>> Start Exercise material

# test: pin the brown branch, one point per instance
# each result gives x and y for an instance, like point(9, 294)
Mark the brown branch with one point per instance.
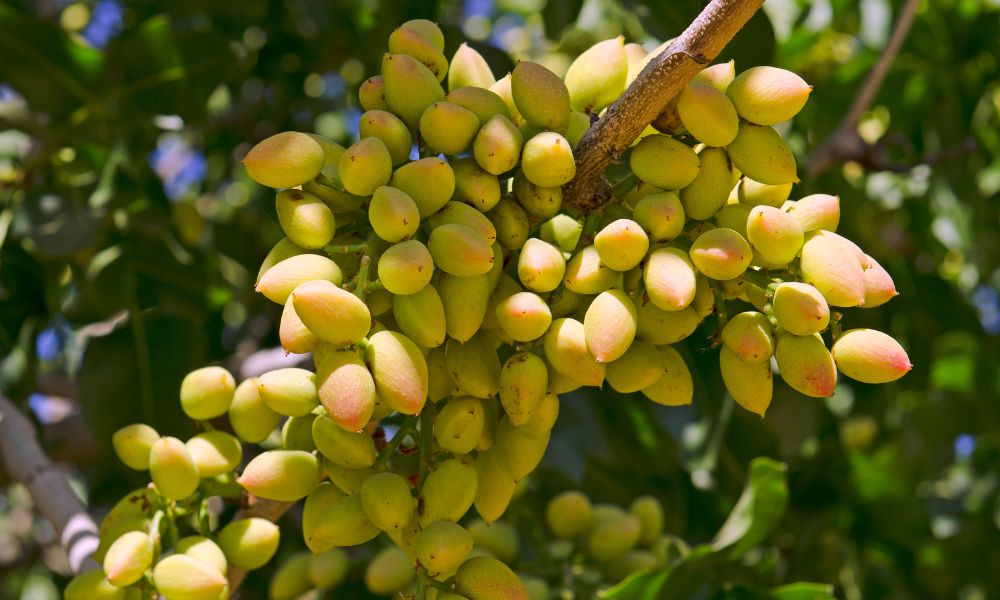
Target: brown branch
point(50, 491)
point(662, 79)
point(845, 143)
point(264, 509)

>> End Exercise material

Your goal =
Reproduce the material above line for line, omitting the pictures.

The solution =
# test: pin the brown branch, one point per instance
# each result gives x and y for an instance, like point(9, 294)
Mark the brown branch with one point per instance.
Target: brown branch
point(50, 491)
point(662, 79)
point(845, 143)
point(264, 509)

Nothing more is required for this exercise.